*Page excerpt*
┄┄┄┄┄┄┄┄┄┄

At Watershed, students never need to ask, "when will I use this in real life?" They spend all year getting outside the classroom, connecting with real people, and solving real problems.
Some call it hands-on. Others call it project-based, expeditionary, or experiential. In truth, it's simple: we just believe that learning is more engaging when students get out into the world and do something real.
The heart of a Watershed education is the Expedition course: an semester-long, interdisciplinary course, taught in a 2-4 hour block by two teachers helping students investigate an essential question.
All of the world's greatest challenges all exist at the intersection of multiple disciplines. What is the future of water? How does technology affect the brain? How can we create a profitable business that also improves the environment?
That's why all of our expedition courses explore issues with a pair of teachers coming from different disciplinary vantage points. A high school expedition on the American West, for instance, studies history, literature, and geology.

┄┄┄┄┄┄┄┄┄┄

*Data items*
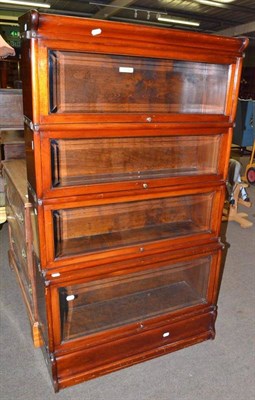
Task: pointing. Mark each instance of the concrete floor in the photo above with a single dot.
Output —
(222, 369)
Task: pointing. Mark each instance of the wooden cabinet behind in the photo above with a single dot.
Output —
(128, 137)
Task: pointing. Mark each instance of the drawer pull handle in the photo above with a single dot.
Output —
(55, 275)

┄┄┄┄┄┄┄┄┄┄

*To-do list*
1 - According to the Watershed passage, how many teachers lead each Expedition course?
2 - Using the reason the Watershed passage gives, explain why its expedition courses are taught by a pair of teachers from different disciplines.
3 - Please extend the Watershed passage on expedition courses, starting after its final sentence.
These records were drawn from a separate source.

*In response*
1 - Two teachers.

2 - All of the world's greatest challenges exist at the intersection of multiple disciplines. The passage gives examples such as the future of water and how technology affects the brain. So each expedition course explores issues through two teachers who come from different disciplinary vantage points.

3 -
learning in the field
Expedition courses sometimes head out for overnight trips to investigate key questions in the field. Last year, a 9th and 10th grade expedition on "Good and Evil" spent a week in Selma, Alabama to study the history of the American Civil Rights Movement. An 11th and 12th expedition on Technology, Media, and Gender travelled to Silicon Valley to meet with top corporate leaders at HP and Google. 8th graders in an expedition investigating the future of water spent a week in Arizona meeting with community leaders at Glen Canyon Dam.
By going into the field, academic content becomes relevant and engaging - and students learn how to investigate real-world issues.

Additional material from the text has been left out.